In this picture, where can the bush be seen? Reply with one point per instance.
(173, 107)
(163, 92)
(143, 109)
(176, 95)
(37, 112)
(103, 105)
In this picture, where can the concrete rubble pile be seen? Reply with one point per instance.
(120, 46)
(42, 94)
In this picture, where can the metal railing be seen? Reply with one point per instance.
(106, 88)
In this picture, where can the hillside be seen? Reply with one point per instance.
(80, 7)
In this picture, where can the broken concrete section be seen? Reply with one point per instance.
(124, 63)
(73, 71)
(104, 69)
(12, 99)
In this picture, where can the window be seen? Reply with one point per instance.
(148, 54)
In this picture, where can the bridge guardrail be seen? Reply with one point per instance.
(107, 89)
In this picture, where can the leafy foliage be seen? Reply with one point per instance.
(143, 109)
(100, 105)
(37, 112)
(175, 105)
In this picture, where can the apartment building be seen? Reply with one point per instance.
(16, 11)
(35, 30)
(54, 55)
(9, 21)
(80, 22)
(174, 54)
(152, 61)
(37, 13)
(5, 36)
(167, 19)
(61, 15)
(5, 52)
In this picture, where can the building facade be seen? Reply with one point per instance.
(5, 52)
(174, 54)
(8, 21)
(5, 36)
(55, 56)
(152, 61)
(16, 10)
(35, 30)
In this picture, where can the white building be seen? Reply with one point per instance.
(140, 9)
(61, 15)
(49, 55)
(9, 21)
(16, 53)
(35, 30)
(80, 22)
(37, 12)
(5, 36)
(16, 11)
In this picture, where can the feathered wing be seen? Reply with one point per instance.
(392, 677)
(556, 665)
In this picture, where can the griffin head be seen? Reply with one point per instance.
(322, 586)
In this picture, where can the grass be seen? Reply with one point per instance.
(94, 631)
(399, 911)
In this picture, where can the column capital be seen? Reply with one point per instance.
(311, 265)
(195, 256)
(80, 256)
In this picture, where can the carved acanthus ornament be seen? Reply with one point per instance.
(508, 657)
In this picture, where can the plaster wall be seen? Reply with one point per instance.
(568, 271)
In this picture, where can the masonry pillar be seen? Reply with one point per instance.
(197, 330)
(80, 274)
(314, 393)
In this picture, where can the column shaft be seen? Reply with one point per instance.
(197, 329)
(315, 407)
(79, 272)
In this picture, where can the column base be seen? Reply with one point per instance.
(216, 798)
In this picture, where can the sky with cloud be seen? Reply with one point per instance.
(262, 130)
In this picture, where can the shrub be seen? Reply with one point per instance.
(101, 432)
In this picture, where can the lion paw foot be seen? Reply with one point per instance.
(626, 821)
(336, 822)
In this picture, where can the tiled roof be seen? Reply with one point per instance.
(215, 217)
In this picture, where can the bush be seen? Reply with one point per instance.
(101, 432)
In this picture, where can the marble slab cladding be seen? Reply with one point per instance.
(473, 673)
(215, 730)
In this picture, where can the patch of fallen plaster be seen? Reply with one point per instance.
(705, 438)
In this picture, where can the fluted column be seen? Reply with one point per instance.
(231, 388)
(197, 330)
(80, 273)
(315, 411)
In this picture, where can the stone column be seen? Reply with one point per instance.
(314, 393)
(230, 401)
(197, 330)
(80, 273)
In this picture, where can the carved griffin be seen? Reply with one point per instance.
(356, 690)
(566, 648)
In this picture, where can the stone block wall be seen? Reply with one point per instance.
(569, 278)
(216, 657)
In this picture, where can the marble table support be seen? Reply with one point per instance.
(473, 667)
━━━━━━━━━━━━━━━━━━━━━━━━━━━━━━
What you need to do: Copy all of the rows above verbatim, omitting nothing and changing nothing.

Task result:
In this picture, where can the bush be seen? Reply with one point per instance.
(173, 107)
(163, 92)
(143, 109)
(176, 95)
(37, 112)
(103, 105)
In this picture, where can the concrete rubble pile be seen? Reply with one point per instance.
(120, 46)
(42, 94)
In this picture, where can the metal railing be seen? Reply with one point per instance.
(106, 88)
In this picture, where can the hillside be seen? Reply with one point per instance.
(80, 7)
In this picture, where can the broken concrete section be seen? Reply with one point per instance.
(124, 63)
(73, 71)
(104, 69)
(12, 99)
In this picture, where can the window be seen? Reply with one point per instance.
(148, 54)
In this picture, where can the bridge guardrail be seen? Reply with one point per instance.
(107, 89)
In this picture, where can the leafy foliage be seen? Reply with one point per instance.
(143, 109)
(100, 105)
(37, 112)
(175, 105)
In this picture, where can the apartment building be seen? Reply with one point per instance.
(16, 11)
(35, 30)
(54, 55)
(9, 21)
(80, 22)
(174, 54)
(152, 61)
(37, 13)
(5, 36)
(167, 19)
(61, 15)
(5, 52)
In this picture, where can the building facade be seen? Reply with one point per instance.
(5, 52)
(174, 54)
(8, 21)
(5, 36)
(55, 56)
(152, 61)
(16, 10)
(35, 30)
In this picture, where can the white building be seen? Reply with one point per instance.
(140, 9)
(61, 15)
(49, 55)
(9, 21)
(16, 53)
(35, 30)
(80, 22)
(37, 12)
(5, 36)
(16, 11)
In this picture, where can the feathered wing be seen? Reply with one point per instance.
(392, 677)
(556, 665)
In this picture, where can the griffin head be seen? Reply with one point per instance.
(322, 586)
In this picture, where can the grass be seen? Reply with one point per instance.
(94, 631)
(399, 911)
In this picture, where can the column capital be seen? Reply with one point per instance.
(311, 265)
(195, 256)
(80, 256)
In this picture, where can the carved acanthus ornament be seen? Reply with one point per instance.
(508, 657)
In this picture, where can the plaster wall be seen? Reply with one point per instance.
(568, 271)
In this picture, where can the masonry pillar be seen? Reply with one point per instance.
(197, 330)
(80, 274)
(314, 393)
In this picture, where can the column shaft be seen? Reply with one point per instance.
(197, 329)
(315, 407)
(79, 272)
In this picture, where can the column base be seen? Reply with one point per instance.
(216, 798)
In this picture, where can the sky with cloud be seen? Reply with one point per instance.
(262, 130)
In this picture, where can the shrub be seen? Reply with one point per instance.
(101, 432)
In this picture, where can the lion paw foot be seen? Reply with one point per instance.
(626, 821)
(336, 822)
In this picture, where can the tiled roof be seen? Reply with one point per instance.
(215, 217)
In this picture, where can the bush be seen? Reply with one point per instance.
(101, 432)
In this picture, where can the marble slab cladding be seen? Reply with one point per instance.
(473, 673)
(215, 730)
In this picture, where can the patch of fallen plaster be seen? Reply with one point per instance.
(705, 438)
In this picture, where can the fluted column be seen? Reply with one point per instance.
(231, 388)
(197, 330)
(80, 273)
(315, 411)
In this picture, where can the stone column be seen? Reply with one point per instance.
(314, 393)
(230, 401)
(197, 330)
(80, 273)
In this picture, where can the carved griffin be seen? Reply with one point per instance.
(356, 690)
(566, 648)
In this picture, where can the stone block wall be seen? Reply with one point per instance.
(569, 278)
(216, 657)
In this picture, where can the marble table support be seen? Reply with one point per instance.
(473, 667)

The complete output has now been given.